Directions for this task — Copy the passage on the Missouri Compromise from "It is precisely" to "of the Revolution.", swapping "Judge Douglas" for "Senator Douglas".

Document passage —

The Writings of Abraham Lincoln Vol. 1-7

It is precisely upon that part of the history of the country that one
important omission is made by Judge Douglas. He selects parts of the
history of the United States upon the subject of slavery, and treats
it as the whole, omitting from his historical sketch the legislation
of Congress in regard to the admission of Missouri, by which the
Missouri Compromise was established and slavery excluded from a
country half as large as the present United States. All this is left
out of his history, and in nowise alluded to by him, so far as I can
remember, save once, when he makes a remark, that upon his principle
the Supreme Court were authorized to pronounce a decision that the
act called the Missouri Compromise was unconstitutional. All that
history has been left out. But this part of the history of the
country was not made by the men of the Revolution.

There was another part of our political history, made by the very men
who were the actors in the Revolution, which has taken the name of
the Ordinance of ’87. Let me bring that history to your attention.

[Recorded data]
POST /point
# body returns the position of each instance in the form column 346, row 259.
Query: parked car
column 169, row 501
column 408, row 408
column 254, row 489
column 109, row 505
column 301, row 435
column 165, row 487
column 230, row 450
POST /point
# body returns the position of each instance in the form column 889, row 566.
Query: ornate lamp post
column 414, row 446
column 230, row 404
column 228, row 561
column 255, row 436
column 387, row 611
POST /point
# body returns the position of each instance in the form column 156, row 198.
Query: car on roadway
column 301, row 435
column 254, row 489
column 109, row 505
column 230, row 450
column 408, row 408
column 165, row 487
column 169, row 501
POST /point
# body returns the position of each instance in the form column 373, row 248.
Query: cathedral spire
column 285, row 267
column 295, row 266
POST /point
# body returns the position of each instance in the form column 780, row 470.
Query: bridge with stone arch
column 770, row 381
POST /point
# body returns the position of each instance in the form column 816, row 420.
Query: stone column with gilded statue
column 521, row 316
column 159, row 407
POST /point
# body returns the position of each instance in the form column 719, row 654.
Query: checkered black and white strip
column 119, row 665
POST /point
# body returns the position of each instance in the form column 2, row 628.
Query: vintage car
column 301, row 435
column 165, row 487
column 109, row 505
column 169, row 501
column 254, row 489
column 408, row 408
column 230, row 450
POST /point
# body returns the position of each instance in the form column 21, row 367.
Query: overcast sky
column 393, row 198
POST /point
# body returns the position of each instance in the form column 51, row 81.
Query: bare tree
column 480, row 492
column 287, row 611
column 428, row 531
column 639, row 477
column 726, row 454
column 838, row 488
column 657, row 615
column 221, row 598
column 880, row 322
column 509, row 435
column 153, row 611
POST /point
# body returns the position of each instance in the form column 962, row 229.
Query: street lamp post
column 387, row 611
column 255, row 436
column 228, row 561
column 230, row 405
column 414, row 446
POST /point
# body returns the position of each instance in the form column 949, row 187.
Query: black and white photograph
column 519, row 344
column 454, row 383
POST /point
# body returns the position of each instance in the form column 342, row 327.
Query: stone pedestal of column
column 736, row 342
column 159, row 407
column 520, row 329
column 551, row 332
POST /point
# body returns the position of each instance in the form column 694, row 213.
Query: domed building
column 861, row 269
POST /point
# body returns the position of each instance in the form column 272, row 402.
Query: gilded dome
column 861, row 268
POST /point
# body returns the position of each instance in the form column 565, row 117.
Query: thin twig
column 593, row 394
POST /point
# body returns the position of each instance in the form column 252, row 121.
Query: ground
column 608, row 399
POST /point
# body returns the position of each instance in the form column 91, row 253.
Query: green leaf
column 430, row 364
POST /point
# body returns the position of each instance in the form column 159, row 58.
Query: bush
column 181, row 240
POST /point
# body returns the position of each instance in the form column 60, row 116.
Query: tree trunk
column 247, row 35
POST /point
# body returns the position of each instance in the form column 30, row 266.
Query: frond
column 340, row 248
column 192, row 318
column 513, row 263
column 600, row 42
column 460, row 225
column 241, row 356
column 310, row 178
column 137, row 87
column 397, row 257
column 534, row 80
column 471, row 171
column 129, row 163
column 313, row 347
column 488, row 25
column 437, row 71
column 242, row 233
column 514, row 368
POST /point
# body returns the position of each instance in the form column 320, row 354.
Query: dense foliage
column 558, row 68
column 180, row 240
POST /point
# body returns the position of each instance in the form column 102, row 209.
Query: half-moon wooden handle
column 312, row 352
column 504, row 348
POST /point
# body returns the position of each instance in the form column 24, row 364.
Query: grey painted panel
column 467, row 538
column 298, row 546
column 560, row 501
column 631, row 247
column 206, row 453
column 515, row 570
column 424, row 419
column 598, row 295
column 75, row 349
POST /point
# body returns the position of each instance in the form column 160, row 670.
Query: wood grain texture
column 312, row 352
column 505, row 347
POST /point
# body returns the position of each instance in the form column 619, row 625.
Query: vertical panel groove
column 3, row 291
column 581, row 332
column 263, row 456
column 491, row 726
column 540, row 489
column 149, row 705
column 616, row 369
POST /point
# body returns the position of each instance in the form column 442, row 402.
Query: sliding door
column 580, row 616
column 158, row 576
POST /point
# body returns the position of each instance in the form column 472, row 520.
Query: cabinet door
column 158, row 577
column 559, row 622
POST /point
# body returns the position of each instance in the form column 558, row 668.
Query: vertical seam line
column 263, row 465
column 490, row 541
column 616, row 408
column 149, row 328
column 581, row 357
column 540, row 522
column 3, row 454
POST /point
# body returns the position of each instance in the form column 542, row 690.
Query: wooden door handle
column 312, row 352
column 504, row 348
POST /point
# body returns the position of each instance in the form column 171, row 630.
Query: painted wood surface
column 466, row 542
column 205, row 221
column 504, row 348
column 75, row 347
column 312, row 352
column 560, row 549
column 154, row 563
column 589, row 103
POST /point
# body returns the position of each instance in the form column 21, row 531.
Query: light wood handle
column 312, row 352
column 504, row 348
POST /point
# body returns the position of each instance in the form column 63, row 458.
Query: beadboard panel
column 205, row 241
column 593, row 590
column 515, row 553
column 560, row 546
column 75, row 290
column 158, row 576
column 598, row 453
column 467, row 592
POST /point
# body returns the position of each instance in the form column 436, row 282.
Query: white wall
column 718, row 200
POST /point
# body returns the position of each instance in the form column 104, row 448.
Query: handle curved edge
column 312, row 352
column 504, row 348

Full response —
It is precisely upon that part of the history of the country that one
important omission is made by Senator Douglas. He selects parts of the
history of the United States upon the subject of slavery, and treats
it as the whole, omitting from his historical sketch the legislation
of Congress in regard to the admission of Missouri, by which the
Missouri Compromise was established and slavery excluded from a
country half as large as the present United States. All this is left
out of his history, and in nowise alluded to by him, so far as I can
remember, save once, when he makes a remark, that upon his principle
the Supreme Court were authorized to pronounce a decision that the
act called the Missouri Compromise was unconstitutional. All that
history has been left out. But this part of the history of the
country was not made by the men of the Revolution.